What is required. From the entries, filter out every line that lacks "jersey" and copy the rest.

Supplied data.
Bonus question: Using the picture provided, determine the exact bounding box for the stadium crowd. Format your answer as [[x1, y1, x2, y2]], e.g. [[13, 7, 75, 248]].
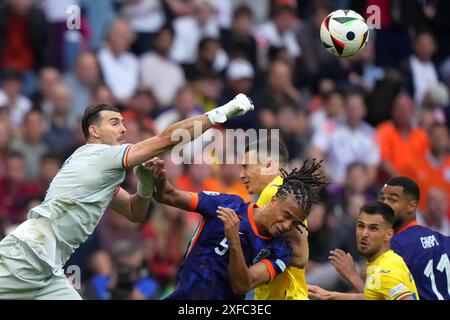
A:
[[0, 0, 449, 299]]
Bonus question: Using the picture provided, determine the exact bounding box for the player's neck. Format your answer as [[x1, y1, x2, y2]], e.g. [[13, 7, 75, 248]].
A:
[[258, 174, 280, 193], [394, 215, 417, 233], [367, 246, 390, 263]]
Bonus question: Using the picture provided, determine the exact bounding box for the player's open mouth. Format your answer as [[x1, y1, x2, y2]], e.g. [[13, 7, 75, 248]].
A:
[[359, 240, 369, 247]]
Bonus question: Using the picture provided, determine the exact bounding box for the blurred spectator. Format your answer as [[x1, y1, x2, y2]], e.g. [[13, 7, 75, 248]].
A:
[[398, 122, 450, 213], [365, 68, 403, 127], [419, 82, 449, 130], [0, 121, 11, 178], [10, 110, 49, 180], [401, 30, 439, 106], [143, 203, 187, 296], [154, 86, 203, 134], [183, 37, 228, 81], [368, 0, 418, 68], [309, 89, 345, 134], [123, 90, 157, 130], [192, 70, 224, 113], [277, 103, 309, 160], [38, 153, 62, 191], [340, 37, 385, 92], [0, 152, 43, 225], [306, 203, 361, 291], [376, 93, 429, 177], [0, 69, 32, 126], [97, 210, 144, 255], [82, 249, 113, 297], [220, 5, 257, 68], [90, 83, 115, 106], [0, 0, 51, 94], [121, 0, 166, 55], [415, 0, 450, 64], [254, 3, 300, 69], [30, 66, 61, 112], [98, 19, 139, 102], [230, 0, 270, 25], [38, 0, 90, 71], [63, 51, 102, 128], [214, 0, 233, 29], [328, 162, 377, 218], [85, 241, 159, 300], [254, 59, 302, 128], [80, 0, 117, 51], [139, 24, 186, 108], [417, 187, 450, 236], [170, 0, 220, 64], [218, 58, 257, 130], [43, 83, 75, 157], [295, 0, 346, 89], [311, 92, 380, 185]]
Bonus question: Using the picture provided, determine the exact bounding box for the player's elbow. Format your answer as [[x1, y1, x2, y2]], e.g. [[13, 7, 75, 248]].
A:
[[125, 210, 147, 223], [231, 282, 250, 295]]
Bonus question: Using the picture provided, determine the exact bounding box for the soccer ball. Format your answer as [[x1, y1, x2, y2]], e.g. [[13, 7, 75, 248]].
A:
[[320, 9, 369, 57]]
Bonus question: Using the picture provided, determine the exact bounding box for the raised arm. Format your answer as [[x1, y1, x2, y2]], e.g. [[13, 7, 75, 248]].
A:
[[285, 227, 309, 269], [148, 158, 193, 210], [109, 157, 194, 222], [218, 207, 276, 295], [329, 249, 365, 293], [308, 285, 364, 300], [126, 94, 253, 167]]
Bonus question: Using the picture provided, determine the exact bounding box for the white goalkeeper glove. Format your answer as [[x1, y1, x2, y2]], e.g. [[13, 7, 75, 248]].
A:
[[205, 93, 254, 125], [133, 164, 156, 199]]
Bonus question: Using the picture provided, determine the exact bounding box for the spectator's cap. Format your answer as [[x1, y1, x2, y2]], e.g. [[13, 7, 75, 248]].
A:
[[226, 59, 254, 80], [1, 69, 22, 82], [429, 83, 449, 108]]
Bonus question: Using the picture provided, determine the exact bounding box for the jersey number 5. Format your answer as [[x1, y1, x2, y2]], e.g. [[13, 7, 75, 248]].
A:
[[214, 237, 229, 256], [424, 253, 450, 300]]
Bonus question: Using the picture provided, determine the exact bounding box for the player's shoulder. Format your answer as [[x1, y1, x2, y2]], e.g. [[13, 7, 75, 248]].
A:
[[199, 191, 246, 206], [393, 225, 450, 252], [79, 143, 126, 152], [382, 250, 408, 268]]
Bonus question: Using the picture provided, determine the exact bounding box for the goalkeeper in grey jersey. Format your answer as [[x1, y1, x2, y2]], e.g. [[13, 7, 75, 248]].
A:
[[0, 94, 253, 299]]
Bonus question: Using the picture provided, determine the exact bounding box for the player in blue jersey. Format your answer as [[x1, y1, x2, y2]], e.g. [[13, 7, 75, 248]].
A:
[[148, 158, 327, 299], [327, 177, 450, 300]]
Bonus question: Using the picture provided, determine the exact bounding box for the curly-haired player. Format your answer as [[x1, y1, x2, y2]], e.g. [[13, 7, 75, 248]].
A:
[[148, 157, 327, 299]]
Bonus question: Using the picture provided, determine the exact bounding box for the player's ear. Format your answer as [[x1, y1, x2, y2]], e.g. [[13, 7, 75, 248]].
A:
[[385, 228, 394, 242], [270, 195, 278, 203], [407, 199, 418, 214], [88, 124, 100, 139]]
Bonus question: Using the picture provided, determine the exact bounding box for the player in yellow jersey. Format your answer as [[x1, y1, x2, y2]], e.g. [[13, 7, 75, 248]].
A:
[[309, 201, 419, 300], [240, 138, 309, 300]]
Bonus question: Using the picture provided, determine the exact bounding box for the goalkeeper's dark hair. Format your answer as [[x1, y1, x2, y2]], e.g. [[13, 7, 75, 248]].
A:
[[81, 104, 120, 139], [276, 159, 329, 215]]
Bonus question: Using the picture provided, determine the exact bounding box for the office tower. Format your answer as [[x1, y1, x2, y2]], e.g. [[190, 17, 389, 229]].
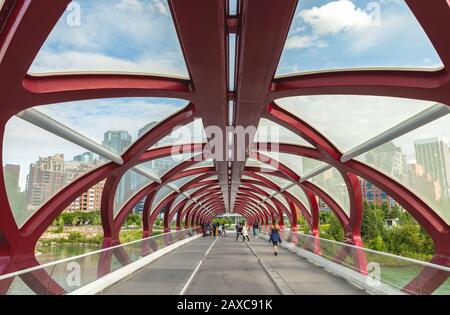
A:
[[102, 130, 132, 154], [26, 154, 66, 209], [65, 180, 105, 212], [414, 137, 450, 199], [73, 152, 100, 165], [365, 141, 405, 178], [102, 130, 132, 206]]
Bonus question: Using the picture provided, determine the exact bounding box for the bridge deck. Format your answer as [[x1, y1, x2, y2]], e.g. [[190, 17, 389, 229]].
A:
[[101, 234, 365, 295]]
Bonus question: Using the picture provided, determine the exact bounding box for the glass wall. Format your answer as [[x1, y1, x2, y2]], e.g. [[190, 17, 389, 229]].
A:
[[308, 167, 350, 216], [3, 118, 105, 228], [277, 0, 442, 76], [30, 0, 189, 77], [286, 184, 312, 214], [276, 95, 436, 153], [37, 98, 187, 155], [355, 115, 450, 224]]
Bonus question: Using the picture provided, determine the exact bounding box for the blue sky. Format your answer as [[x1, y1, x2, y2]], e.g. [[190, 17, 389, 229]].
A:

Written response.
Bonus question: Using the picture provided, determine the exact bounding box for the jersey number 5. Format your answer as [[x1, y1, x2, y2]], e.g. [[13, 7, 75, 248]].
Bonus question: Using the picture provided, determine the exact bounding box for the goalkeeper in grey jersey. Format your answer as [[x1, y1, x2, y2]], e.g. [[13, 7, 75, 248]].
Bonus question: Using the picture provided, determine the exact bounding box for the player in blue jersey. Format your answer as [[x1, y1, x2, y2]], e.g. [[13, 7, 75, 248]].
Bonus question: Using the picture provided, determine the exact bounding box for the player in yellow jersey. Format your answer as [[x1, y1, x2, y2]], e.g. [[13, 7, 75, 248]].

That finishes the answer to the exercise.